Flugverkehr: Kollisions-Alarm über Deutschland

Weltweit erste Langzeituntersuchung von Flugzeugkommunikation in Extremsituationen durchgeführt

"Flugzeugstraßen" am Himmel über dem Flughafen Braunschweig. © TU Braunschweig

Zwischen dem 15. August 2008 und dem 20. November 2008 gab es 510 Mal Kollisions-Alarm für Flugzeuge im deutschen Luftraum. Dies hat die weltweit erste Langzeituntersuchung von Flugzeugkommunikation in Extremsituationen ergeben, die jetzt Braunschweiger Wissenschaftler durchgeführt haben.

Um fatale Zusammenstöße in der Luft zu vermeiden, verfügt jedes Verkehrsflugzeug über ein Bordkollisionsschutzsystem ACAS (Airborne Collision Avoidance System). Dabei handelt es sich um ein Rettungssystem der letzten Sekunden, in den noch ein erfolgreiches Ausweichen möglich ist.
□ □ □
#### Aufgabe 1
Überarbeite die Textstelle über Kollisionswarnungen im deutschen Luftraum, indem du sie beginnend mit "Zwischen dem 15." und weiter bis einschließlich "Wissenschaftler durchgeführt haben." erneut wiedergibst und dabei "Kollisions-Alarm" durch "Kollisionswarnung" ersetzt.

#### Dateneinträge
□ □ □
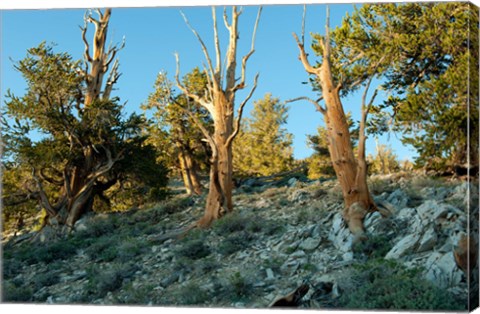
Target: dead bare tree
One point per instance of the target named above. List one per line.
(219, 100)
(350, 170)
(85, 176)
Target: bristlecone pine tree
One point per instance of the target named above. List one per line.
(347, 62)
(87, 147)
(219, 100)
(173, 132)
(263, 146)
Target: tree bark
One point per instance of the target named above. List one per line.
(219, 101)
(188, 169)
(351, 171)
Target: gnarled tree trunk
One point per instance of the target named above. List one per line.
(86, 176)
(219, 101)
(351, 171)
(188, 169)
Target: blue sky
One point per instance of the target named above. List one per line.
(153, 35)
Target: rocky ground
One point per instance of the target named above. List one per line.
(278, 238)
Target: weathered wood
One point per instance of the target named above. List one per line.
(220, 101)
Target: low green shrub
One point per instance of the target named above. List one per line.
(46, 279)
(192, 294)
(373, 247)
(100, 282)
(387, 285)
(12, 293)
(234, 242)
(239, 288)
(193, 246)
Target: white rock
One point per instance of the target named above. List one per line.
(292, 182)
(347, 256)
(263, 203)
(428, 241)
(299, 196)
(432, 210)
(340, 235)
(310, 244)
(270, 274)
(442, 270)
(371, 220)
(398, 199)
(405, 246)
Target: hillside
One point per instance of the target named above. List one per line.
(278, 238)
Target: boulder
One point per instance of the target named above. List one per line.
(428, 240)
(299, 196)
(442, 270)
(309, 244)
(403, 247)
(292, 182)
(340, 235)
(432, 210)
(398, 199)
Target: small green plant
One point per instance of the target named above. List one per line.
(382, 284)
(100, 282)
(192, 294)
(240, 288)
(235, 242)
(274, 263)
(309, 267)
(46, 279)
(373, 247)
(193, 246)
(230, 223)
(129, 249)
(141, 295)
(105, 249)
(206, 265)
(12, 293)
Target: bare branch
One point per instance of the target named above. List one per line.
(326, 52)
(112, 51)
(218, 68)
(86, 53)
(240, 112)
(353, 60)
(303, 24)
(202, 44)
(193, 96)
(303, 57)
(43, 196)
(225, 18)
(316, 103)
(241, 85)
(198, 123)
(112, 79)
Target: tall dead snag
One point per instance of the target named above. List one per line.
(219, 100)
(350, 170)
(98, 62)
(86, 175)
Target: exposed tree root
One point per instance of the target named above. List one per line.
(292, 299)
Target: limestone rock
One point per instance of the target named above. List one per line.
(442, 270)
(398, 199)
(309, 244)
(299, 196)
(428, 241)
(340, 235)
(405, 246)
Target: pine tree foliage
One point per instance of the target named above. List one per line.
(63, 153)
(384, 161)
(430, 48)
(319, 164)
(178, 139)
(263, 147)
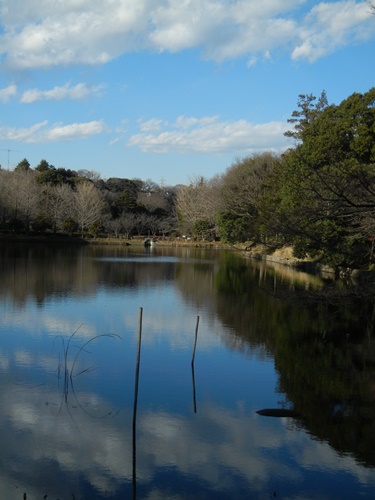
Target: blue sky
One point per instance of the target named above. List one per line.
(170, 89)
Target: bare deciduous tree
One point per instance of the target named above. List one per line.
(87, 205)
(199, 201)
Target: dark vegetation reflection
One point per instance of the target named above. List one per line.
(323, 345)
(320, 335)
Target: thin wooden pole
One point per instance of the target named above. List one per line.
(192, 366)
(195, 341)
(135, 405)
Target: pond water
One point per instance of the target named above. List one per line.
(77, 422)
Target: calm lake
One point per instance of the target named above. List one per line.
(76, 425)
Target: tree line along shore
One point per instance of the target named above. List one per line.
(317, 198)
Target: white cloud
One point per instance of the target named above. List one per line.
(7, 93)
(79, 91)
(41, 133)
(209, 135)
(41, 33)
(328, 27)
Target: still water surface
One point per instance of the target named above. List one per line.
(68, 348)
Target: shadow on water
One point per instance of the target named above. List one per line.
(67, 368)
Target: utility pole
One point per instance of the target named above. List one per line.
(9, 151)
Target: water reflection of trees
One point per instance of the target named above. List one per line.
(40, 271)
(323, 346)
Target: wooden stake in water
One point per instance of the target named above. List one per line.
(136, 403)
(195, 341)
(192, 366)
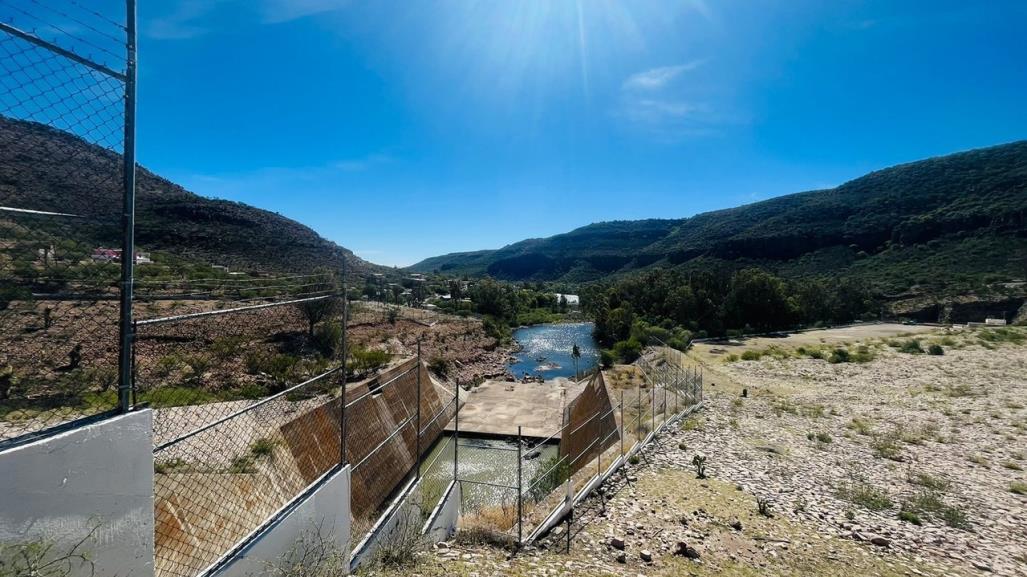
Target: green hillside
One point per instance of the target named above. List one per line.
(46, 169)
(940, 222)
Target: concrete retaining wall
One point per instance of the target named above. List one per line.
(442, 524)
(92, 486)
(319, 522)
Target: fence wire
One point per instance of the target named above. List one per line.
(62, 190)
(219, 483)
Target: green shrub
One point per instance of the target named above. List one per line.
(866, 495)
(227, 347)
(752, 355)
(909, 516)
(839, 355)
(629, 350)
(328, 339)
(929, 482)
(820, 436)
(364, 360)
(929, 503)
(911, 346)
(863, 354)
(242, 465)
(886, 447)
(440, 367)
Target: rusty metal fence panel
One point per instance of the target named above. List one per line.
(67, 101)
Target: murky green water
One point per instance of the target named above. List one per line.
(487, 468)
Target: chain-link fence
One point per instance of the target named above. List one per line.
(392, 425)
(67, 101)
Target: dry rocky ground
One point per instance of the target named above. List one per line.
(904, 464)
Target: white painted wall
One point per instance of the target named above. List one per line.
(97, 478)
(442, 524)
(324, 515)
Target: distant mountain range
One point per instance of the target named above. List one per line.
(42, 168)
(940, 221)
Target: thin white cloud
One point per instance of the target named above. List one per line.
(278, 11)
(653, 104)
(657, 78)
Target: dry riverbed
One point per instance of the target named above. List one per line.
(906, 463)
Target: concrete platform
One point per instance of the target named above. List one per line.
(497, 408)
□ □ □
#### Aufgabe 2
Stelle die Einträge beginnend mit der Zeile mit "Target: distant mountain range" und weiter bis zum Ende der Einträge als JSON-Liste von Zeichenketten dar, mit einer Zeichenkette pro Zeile und ohne Leerzeilen.

#### Lösung 1
Zwischen dem 15. August 2008 und dem 20. November 2008 gab es 510 Mal Kollisionswarnung für Flugzeuge im deutschen Luftraum. Dies hat die weltweit erste Langzeituntersuchung von Flugzeugkommunikation in Extremsituationen ergeben, die jetzt Braunschweiger Wissenschaftler durchgeführt haben.

#### Lösung 2
[
  "Target: distant mountain range",
  "One point per instance of the target named above. List one per line.",
  "(42, 168)",
  "(940, 221)",
  "Target: thin white cloud",
  "One point per instance of the target named above. List one per line.",
  "(278, 11)",
  "(653, 104)",
  "(657, 78)",
  "Target: dry riverbed",
  "One point per instance of the target named above. List one per line.",
  "(906, 463)",
  "Target: concrete platform",
  "One point per instance of the target named above. List one per line.",
  "(497, 408)"
]